→ **TO DO**:
Some lines below hold "yellow". Pick them out and copy them.

→ **SUPPLIED MATERIAL**:
------------------------------------------------

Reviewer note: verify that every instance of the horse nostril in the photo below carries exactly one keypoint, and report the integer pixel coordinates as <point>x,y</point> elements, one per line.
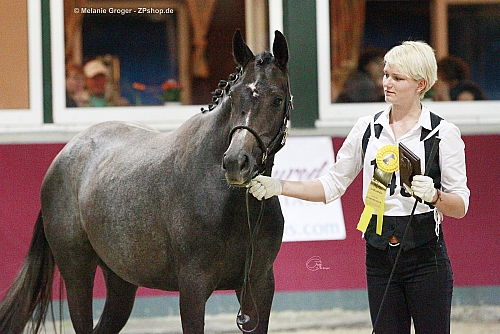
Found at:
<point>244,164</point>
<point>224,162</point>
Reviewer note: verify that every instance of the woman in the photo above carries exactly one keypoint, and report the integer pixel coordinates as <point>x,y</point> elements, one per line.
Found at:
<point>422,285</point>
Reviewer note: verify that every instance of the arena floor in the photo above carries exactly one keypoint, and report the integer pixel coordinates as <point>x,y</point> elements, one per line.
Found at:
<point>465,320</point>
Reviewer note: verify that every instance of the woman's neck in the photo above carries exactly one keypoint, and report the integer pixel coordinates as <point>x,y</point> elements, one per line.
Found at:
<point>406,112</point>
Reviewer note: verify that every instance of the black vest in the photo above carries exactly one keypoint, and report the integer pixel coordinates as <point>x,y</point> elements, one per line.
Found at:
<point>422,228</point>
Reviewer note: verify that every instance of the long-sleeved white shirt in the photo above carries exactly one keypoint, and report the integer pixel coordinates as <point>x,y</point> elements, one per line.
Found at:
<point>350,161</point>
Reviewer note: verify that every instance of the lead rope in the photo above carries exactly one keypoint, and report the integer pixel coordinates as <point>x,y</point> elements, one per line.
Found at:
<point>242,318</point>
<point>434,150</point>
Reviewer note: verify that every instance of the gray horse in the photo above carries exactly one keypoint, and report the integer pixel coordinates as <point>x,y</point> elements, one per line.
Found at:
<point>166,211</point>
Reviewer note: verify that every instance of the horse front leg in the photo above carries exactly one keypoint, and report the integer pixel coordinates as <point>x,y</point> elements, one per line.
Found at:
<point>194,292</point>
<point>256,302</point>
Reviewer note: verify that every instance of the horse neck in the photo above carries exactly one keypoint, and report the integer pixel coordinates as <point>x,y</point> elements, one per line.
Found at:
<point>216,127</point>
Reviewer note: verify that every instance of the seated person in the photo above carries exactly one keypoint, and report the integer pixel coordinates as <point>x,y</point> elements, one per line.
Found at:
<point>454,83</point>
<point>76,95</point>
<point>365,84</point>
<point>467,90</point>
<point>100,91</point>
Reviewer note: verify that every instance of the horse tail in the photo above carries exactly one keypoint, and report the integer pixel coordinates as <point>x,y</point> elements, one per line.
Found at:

------------------------------------------------

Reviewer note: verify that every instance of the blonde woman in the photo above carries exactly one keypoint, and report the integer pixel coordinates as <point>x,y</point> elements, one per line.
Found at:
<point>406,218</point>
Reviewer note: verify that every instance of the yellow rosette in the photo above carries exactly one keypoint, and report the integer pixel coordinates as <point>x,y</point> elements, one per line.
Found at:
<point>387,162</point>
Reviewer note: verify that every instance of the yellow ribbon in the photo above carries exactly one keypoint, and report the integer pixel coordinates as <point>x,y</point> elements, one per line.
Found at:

------------------------------------------------

→ **RESULT**:
Reviewer note: verify that every instance of the yellow rosette in the photo above carries exactly one keypoint, and report the integer pixel coordinates as <point>x,y</point> elements, one per line.
Reviewer note: verify that every instance of the yellow ribbon in the photo above carries exactly one keypoint, and report the integer pixel coordinates as <point>x,y</point> elements, one per line.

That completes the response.